Work to be completed
What you return should match the listing exactly, minus its images.

*** Recorded data Section Begins ***

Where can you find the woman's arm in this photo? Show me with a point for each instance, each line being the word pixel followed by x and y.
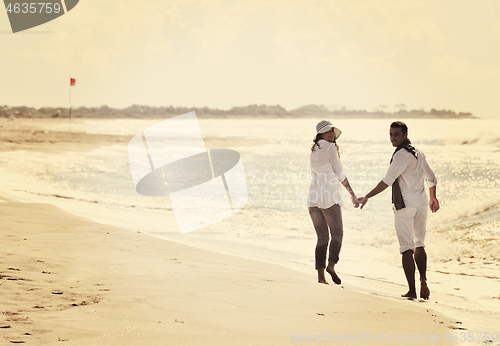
pixel 351 192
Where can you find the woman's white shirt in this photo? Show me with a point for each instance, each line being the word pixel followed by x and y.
pixel 326 176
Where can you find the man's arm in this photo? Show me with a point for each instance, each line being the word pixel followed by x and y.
pixel 433 202
pixel 431 181
pixel 381 186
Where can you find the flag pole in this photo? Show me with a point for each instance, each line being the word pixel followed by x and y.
pixel 70 84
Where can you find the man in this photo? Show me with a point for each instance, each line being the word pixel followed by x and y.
pixel 407 173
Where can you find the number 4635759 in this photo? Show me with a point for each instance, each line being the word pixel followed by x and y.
pixel 34 7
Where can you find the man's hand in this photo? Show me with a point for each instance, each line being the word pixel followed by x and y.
pixel 362 201
pixel 434 204
pixel 355 202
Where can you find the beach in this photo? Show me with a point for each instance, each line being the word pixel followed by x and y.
pixel 68 277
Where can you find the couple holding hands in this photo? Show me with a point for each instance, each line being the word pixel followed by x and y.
pixel 408 172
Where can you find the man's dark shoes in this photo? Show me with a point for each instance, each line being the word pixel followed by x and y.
pixel 410 295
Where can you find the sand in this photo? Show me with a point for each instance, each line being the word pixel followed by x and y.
pixel 67 279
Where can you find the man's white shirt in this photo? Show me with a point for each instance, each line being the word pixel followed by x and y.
pixel 413 174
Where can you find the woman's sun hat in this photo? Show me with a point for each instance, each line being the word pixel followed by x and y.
pixel 325 126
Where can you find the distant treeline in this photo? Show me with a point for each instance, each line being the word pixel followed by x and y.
pixel 137 111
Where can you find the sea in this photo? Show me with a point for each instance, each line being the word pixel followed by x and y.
pixel 463 237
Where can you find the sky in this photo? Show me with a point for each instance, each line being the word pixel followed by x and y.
pixel 363 54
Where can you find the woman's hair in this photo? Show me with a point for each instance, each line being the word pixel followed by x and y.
pixel 318 137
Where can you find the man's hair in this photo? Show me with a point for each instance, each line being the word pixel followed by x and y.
pixel 400 125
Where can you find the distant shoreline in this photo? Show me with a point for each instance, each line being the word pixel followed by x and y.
pixel 145 112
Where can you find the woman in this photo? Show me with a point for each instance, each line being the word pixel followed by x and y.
pixel 325 198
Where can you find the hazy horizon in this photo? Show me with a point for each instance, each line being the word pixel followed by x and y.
pixel 220 54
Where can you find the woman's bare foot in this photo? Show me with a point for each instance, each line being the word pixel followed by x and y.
pixel 410 295
pixel 335 278
pixel 322 281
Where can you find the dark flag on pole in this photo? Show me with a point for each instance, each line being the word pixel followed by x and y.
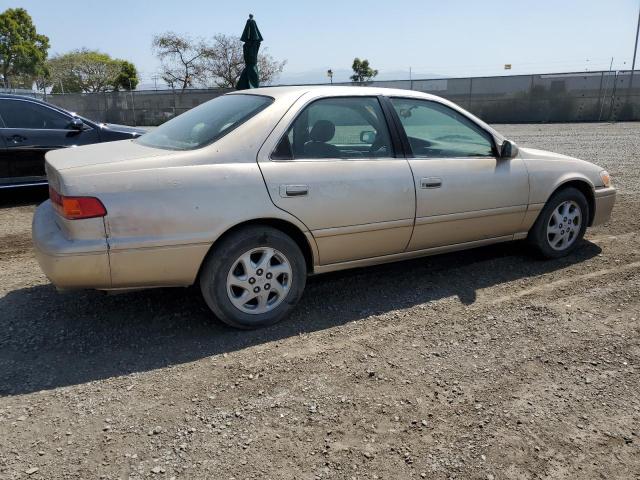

*** Recorded data Section Ends ***

Output for this task
Where can you find the woman's arm in this photo? Show me with a point for each instance, each line being the word pixel followed by x and y.
pixel 351 192
Where can you find the woman's white shirt in this photo? Show me with a point for each instance, each line being the word pixel followed by x and y.
pixel 326 176
Where can you find the man's arm in this photo? Show me with a point for each instance, each line being the word pixel followed by x and y.
pixel 433 202
pixel 431 181
pixel 381 186
Where can you find the flag pole in this photo? Show me with a point for each instance, each line being the word pixel followed by x and y.
pixel 70 84
Where can you find the man in this photo? Show me with a point for each instance, each line being the word pixel followed by x and y.
pixel 407 173
Where can you find the number 4635759 in this photo? Show me with a point for each instance, each line being the word pixel followed by x and y.
pixel 34 7
Where can you find the man's hand in this photo? Show me with a point for each instance, each line being the word pixel followed by x and y.
pixel 362 201
pixel 434 204
pixel 355 202
Where can you find the beach in this photo? Show me with a point for each instance, each line being the word pixel followed by x and y.
pixel 68 277
Where can you find the couple holding hands in this photo? Show me with a point for each instance, each line being the word pixel followed by x and y.
pixel 408 172
Where can you find the man's dark shoes in this photo? Show me with a point for each instance, each line being the word pixel followed by x and y.
pixel 410 295
Where can you find the sand in this photo? Show me with a point for each instance, each line being the word pixel followed by x and y.
pixel 67 279
Where can you find the man's white shirt in this photo? Show me with a point for each instance, each line being the word pixel followed by x and y.
pixel 413 174
Where can you find the woman's sun hat in this photo? Show me with a point for each instance, each line being the word pixel followed by x and y.
pixel 325 126
Where can you find the distant treeline in this photo? Show me with a point for each instance, each line being the word pixel followed by x and y.
pixel 137 111
Where can you find the sea in this photo? Show me with a point for each instance, each line being the word pixel followed by x and y.
pixel 463 237
Where can you find the sky in this photo? Show me with a point for each instance, each line being the word pixel followed by x and y.
pixel 363 54
Where can you find the woman's hair in this photo? Show me with a point for each instance, each line being the word pixel followed by x and y.
pixel 318 137
Where can you find the man's hair in this photo? Show me with a point for each instance, each line being the word pixel followed by x and y.
pixel 400 125
Where can you find the distant shoreline in this photo? Show me with a point for each instance, each line being the word pixel followed by x and y.
pixel 145 112
Where can you find the woman in this photo? Show me with a point for each instance, each line being the word pixel followed by x and y.
pixel 325 198
Where can you find the hazy horizon in this photo? Show me with a point for each instance, each line being the word pixel followed by x and y.
pixel 220 54
Where can you find the woman's bare foot in this photo? Show me with a point for each instance, each line being the word pixel followed by x and y.
pixel 410 295
pixel 335 278
pixel 322 281
Where can you find the dark flag on pole in this photo? Show me with a point for each instance, each line being the word pixel followed by x and y.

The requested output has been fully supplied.